Sri Lanka has not reported a local case of malaria since October 2012, according to the Sri Lankan Anti-Malarial Campaign. If it can remain malaria-free for one more year, the country will be eligible to apply to the World Health Organization for malaria-free certification. This remarkable success was achieved rapidly and largely during a protracted civil war. As recently as the year 2000, Sri Lanka had over 100,000 cases of malaria.
The Malaria Elimination Group, an independent international advisory group on malaria elimination convened by UC San Francisco, gathered last week in Colombo for its ninth meeting to celebrate Sri Lanka’s achievements. At the end of deliberations, the Group signed the Colombo Declaration on Eliminating Malaria to affirm continued assistance to Sri Lanka and to call upon the government to sustain financial and human resources needed to maintain the gains.
The Malaria Elimination Group meeting brought together representatives from Ministries of Health of malaria-endemic countries in Asia and Africa, the World Health Organization, and international health donors, including the Bill & Melinda Gates Foundation, the Global Fund to Fight AIDS, Tuberculosis and Malaria, the Australian Department of Foreign Affairs and Trade, and the U.S. President’s Malaria Initiative. The participants learned from Sri Lanka’s hard-earned progress since the 1960s when the country nearly eliminated malaria, but then suffered a catastrophic resurgence.
Following implementation of intensive malaria control measures between 1946 and 1963, Sri Lanka succeeded in virtually eliminating malaria from the country. As a result, malaria became invisible to Sri Lanka’s communities, politicians and national leaders. “Unfortunately, with only a few cases left and competing development and health priorities, the country did not sustain the Anti-Malaria Program in the 1960s,” said Sir Richard Feachem, KBE, FREng, DSc(Med), PhD, chair of the Malaria Elimination Group and director of the UCSF Global Health Group.
“The consequence was disastrous—Sri Lanka suffered a deadly malaria resurgence, going from 17 cases in 1963 to over half a million cases in 1969,” he said. “This week’s Malaria Elimination Group meeting highlighted the crossroads that Sri Lanka is at once again: deciding whether to maintain adequate resources and vigilance to achieve and sustain malaria freedom, or to risk a second resurgence by losing focus on the benefits of the prevention of malaria re-introduction.”

> _WHAT YOU WILL DO_:
(A) Translate this sentence from the article on Sri Lanka's malaria elimination into Spanish: "As recently as the year 2000, Sri Lanka had over 100,000 cases of malaria."
(B) Resume the article on Sri Lanka's malaria elimination, picking up right after its final sentence.
The material after the article on Sri Lanka's malaria elimination is not needed.

> _INFORMATION SHOWN_:
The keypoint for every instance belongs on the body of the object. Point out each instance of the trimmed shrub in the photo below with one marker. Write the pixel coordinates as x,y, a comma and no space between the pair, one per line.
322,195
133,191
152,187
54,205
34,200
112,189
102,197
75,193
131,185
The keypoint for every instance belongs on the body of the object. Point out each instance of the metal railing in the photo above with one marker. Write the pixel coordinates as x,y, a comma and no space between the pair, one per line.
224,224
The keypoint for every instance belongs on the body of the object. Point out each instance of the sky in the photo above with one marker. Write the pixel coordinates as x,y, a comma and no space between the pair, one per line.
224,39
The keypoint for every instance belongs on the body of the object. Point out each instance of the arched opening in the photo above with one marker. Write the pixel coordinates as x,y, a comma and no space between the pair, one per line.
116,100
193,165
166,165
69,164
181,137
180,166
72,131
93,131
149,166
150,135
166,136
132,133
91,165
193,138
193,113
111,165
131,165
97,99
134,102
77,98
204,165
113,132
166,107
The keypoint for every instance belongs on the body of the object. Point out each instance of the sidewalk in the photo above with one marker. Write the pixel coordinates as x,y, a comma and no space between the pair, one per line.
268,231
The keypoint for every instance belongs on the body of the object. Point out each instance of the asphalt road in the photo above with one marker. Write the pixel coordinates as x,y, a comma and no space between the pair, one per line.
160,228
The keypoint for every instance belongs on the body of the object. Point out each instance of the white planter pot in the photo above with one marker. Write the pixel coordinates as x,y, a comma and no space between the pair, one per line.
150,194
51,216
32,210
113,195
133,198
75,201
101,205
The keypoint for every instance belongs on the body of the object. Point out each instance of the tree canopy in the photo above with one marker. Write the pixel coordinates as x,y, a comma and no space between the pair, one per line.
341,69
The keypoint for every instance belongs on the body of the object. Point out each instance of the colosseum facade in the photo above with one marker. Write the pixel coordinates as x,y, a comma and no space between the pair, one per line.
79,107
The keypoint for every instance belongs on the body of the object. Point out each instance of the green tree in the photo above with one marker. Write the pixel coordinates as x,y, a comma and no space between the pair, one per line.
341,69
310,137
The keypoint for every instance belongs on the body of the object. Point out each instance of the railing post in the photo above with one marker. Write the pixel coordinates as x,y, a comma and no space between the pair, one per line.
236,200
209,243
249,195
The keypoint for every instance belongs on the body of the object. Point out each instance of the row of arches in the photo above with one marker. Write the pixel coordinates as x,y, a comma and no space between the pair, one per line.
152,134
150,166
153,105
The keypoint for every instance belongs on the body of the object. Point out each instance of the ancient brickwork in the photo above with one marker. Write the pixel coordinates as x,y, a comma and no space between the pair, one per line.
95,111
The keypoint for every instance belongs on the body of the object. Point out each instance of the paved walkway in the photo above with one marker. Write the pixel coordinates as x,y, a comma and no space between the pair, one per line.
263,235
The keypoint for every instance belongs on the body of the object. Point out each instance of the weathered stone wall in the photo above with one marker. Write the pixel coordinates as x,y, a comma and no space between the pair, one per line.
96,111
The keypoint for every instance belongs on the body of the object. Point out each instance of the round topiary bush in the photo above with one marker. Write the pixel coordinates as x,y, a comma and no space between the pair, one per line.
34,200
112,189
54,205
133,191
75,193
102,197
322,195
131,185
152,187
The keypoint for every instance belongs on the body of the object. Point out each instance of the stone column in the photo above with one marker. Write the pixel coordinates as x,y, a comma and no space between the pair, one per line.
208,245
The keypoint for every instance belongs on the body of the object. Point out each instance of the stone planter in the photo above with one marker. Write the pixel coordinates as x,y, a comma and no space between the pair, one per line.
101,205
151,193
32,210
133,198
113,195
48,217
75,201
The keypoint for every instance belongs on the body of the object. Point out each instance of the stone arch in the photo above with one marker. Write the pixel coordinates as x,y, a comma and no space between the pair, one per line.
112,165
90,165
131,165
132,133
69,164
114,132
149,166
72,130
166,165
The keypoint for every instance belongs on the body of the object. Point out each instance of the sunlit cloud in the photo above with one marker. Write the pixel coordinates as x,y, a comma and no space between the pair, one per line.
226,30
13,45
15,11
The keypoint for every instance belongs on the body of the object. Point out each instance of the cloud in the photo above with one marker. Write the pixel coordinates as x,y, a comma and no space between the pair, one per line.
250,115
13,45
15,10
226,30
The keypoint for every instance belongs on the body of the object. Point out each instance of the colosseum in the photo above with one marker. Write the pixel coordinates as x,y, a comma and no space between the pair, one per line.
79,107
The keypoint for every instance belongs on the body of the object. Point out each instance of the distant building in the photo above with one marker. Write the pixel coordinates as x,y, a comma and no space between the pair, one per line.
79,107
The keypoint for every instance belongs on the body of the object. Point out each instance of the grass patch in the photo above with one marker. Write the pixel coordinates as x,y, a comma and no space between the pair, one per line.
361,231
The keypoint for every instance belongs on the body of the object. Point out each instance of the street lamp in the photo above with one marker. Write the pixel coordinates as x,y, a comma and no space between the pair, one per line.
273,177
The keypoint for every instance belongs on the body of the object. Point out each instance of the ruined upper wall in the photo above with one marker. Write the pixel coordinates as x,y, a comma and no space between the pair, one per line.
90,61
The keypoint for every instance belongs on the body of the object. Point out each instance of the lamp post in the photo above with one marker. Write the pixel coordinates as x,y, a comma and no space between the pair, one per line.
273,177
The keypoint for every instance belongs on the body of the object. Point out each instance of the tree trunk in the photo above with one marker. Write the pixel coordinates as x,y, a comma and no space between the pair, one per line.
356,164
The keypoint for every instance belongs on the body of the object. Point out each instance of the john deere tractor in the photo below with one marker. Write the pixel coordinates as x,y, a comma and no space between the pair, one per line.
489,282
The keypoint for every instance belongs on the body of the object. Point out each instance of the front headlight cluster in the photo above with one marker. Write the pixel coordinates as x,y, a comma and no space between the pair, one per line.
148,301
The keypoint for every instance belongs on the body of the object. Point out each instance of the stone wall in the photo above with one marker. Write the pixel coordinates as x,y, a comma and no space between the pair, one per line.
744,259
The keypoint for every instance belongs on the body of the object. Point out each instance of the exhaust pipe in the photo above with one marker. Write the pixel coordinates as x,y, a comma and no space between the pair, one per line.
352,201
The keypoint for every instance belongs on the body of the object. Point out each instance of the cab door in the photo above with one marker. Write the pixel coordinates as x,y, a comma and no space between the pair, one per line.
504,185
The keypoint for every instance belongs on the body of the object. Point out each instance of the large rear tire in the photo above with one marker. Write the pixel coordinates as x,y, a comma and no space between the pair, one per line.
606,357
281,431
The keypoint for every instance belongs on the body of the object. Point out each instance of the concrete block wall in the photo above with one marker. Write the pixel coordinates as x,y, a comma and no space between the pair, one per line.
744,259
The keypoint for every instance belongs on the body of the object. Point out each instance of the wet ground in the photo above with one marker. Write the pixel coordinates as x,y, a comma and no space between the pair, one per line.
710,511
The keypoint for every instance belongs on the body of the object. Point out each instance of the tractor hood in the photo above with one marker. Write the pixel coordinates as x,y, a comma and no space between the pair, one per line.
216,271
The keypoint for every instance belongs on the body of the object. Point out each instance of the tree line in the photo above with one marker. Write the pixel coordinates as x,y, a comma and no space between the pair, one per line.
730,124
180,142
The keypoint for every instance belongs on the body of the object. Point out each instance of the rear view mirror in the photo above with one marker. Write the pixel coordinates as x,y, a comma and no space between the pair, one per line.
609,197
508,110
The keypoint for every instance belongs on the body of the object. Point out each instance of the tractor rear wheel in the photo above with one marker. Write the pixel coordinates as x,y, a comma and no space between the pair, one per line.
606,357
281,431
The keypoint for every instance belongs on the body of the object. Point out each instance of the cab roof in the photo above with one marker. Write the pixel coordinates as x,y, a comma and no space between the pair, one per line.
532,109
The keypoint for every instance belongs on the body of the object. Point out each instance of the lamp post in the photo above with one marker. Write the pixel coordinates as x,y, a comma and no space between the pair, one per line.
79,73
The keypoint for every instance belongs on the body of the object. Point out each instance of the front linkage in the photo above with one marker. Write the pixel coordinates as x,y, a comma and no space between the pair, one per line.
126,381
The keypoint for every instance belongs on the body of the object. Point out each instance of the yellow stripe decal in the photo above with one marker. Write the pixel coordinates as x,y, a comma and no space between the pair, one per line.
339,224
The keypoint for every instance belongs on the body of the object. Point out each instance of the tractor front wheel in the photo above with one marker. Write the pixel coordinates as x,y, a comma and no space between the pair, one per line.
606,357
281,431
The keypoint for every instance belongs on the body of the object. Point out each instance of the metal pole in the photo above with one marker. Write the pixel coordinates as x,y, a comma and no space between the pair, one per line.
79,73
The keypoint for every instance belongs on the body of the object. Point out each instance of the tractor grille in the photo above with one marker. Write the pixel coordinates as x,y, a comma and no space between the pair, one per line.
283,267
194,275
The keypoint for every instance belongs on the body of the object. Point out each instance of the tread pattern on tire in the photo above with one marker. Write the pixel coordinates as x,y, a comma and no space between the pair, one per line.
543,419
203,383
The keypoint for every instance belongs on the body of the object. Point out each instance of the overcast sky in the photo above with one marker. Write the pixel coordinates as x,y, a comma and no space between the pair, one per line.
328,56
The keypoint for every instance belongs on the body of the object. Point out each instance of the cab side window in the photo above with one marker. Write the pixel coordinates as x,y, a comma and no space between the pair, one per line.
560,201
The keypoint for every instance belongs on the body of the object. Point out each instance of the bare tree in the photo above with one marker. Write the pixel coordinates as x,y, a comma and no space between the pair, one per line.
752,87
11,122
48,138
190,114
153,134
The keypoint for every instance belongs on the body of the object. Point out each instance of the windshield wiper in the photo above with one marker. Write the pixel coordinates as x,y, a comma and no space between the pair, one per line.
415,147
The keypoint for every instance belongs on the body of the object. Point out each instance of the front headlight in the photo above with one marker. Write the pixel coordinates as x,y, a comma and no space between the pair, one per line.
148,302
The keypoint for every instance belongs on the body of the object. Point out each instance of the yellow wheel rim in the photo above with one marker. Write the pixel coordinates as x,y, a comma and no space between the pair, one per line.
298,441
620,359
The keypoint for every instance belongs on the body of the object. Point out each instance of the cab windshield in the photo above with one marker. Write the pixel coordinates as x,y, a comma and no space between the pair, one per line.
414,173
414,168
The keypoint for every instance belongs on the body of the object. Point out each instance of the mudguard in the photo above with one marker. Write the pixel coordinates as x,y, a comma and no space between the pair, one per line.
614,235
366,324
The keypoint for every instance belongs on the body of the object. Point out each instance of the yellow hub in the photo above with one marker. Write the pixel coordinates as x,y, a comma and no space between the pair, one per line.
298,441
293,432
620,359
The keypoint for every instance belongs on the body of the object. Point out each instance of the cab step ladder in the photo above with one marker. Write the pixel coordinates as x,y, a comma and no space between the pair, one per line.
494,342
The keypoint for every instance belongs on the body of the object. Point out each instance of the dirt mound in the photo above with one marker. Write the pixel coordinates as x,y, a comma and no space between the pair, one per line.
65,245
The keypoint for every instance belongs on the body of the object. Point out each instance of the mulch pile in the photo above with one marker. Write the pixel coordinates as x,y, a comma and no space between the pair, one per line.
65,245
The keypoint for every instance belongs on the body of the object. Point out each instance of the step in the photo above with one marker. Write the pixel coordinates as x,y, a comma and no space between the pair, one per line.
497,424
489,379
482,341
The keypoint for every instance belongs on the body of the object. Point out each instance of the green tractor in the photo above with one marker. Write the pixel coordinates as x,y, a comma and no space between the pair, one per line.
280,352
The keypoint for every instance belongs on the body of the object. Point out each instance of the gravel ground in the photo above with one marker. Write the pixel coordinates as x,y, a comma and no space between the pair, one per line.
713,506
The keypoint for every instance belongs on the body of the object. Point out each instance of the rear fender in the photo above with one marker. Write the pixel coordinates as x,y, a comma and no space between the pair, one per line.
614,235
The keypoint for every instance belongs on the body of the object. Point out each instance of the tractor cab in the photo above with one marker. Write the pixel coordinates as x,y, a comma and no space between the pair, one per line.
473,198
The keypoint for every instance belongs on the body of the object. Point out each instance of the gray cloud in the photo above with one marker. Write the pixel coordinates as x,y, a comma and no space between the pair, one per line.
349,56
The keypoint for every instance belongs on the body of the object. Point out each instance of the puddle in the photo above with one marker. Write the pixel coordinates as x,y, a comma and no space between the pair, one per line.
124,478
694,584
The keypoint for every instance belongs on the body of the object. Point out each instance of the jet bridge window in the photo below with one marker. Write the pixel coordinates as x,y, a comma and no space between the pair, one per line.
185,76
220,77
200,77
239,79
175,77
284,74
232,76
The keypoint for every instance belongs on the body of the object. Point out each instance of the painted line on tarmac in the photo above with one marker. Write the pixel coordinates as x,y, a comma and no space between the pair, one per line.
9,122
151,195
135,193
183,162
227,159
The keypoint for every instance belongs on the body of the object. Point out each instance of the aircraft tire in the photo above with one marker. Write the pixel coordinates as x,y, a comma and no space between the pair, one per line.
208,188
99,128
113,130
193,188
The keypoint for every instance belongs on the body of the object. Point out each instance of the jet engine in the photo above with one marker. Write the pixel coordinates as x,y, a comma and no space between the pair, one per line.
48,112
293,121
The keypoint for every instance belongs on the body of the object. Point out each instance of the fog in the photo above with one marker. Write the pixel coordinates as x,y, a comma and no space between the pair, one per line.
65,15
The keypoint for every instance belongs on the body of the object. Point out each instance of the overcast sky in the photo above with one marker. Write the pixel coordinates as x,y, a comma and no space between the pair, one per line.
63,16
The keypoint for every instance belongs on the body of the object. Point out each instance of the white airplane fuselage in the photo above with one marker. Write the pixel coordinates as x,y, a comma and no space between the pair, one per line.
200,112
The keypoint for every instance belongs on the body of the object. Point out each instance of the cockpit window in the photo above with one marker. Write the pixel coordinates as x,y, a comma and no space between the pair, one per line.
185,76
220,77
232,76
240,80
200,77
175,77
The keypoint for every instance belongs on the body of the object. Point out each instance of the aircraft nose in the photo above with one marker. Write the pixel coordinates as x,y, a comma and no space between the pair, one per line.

> _ANSWERS GIVEN_:
(A) Todavía en el año 2000, Sri Lanka tenía más de 100.000 casos de malaria.

(B)
Feachem underscored the main theme of the Colombo Declaration on Eliminating Malaria and the importance of maintaining the gains made in Sri Lanka, “I am honored and proud that, for the first time in my life, I am visiting a malaria-free Sri Lanka. This is a huge achievement, and the Ministry of Health and Anti-Malaria Campaign are to be congratulated. Representatives from 17 countries have traveled to learn from Sri Lanka’s success. But there is still work ahead: although local transmission of malaria has ended, Sri Lanka continues to face a serious risk of re-importation from neighboring countries. It is critical that the government sustain its human and financial investments in malaria elimination – including a robust surveillance system – to hold the line and keep the country free of the disease.”
Today, the threat of re-emergence of malaria in Sri Lanka is driven by travelers—both Sri Lankan nationals and foreigners—who carry the disease after being in other malaria-ridden countries, such as India or Pakistan. Strong surveillance systems, multi-sector engagement and rapid follow-up and response on every imported case will be critical to ensure that these isolated infections do not spread.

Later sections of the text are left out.